Problem description :: For the material below, please count the lines containing "open". Reply with the count alone.

══ Available records ══

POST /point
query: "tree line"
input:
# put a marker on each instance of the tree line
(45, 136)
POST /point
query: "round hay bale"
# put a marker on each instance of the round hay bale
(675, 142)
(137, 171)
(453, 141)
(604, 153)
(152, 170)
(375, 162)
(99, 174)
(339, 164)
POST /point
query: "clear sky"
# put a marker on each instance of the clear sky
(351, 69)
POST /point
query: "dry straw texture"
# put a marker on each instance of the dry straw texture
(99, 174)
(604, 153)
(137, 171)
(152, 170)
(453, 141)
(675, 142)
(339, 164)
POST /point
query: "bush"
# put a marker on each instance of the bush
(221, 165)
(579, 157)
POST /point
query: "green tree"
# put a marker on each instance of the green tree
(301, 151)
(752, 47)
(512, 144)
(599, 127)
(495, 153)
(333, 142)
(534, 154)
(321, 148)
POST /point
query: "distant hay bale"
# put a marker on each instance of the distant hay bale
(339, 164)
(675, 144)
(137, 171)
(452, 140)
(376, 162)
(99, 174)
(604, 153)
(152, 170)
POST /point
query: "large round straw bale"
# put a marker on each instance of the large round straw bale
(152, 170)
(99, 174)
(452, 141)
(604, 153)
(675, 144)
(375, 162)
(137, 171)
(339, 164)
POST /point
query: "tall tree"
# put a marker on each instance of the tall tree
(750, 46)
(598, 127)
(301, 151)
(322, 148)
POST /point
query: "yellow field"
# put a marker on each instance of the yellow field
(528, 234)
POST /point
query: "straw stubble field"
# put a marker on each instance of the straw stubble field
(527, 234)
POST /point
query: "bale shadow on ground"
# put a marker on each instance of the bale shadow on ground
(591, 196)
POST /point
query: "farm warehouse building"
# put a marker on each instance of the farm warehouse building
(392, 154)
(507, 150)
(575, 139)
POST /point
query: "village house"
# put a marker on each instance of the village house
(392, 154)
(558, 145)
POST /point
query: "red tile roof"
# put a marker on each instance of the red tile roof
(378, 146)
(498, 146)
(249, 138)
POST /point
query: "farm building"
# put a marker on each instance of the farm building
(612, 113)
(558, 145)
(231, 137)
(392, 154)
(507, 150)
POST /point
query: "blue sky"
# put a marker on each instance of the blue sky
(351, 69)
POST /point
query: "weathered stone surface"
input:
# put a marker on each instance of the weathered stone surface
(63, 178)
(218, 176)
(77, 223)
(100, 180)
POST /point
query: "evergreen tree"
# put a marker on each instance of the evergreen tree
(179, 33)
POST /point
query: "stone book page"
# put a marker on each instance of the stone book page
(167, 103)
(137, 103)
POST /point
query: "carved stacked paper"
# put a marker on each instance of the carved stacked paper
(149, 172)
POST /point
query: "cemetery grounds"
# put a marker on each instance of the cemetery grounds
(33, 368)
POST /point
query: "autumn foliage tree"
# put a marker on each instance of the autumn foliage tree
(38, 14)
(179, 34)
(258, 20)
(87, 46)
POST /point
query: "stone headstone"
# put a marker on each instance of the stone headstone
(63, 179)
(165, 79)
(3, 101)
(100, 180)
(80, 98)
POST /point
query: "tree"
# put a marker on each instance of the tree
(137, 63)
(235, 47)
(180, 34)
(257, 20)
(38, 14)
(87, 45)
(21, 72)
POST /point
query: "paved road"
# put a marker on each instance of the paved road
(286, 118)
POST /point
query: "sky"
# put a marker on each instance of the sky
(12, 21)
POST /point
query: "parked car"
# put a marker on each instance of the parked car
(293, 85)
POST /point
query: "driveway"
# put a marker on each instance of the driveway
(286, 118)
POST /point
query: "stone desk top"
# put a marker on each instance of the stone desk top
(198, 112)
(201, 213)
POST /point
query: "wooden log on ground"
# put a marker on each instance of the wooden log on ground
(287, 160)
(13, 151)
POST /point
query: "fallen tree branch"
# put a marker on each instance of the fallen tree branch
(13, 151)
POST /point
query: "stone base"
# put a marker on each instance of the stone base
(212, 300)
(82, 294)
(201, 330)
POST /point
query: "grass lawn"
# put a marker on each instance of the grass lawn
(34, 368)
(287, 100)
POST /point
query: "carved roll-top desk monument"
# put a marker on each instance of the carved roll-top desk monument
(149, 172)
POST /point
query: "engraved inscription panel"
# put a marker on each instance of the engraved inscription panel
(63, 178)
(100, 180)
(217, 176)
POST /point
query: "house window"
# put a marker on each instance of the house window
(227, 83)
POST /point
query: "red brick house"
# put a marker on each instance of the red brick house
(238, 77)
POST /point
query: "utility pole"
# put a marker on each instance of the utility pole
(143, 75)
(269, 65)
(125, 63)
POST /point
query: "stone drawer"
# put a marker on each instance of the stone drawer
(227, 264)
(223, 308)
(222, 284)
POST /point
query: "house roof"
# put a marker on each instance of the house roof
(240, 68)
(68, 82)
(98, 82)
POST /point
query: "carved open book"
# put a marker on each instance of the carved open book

═══

Solved exercise :: 2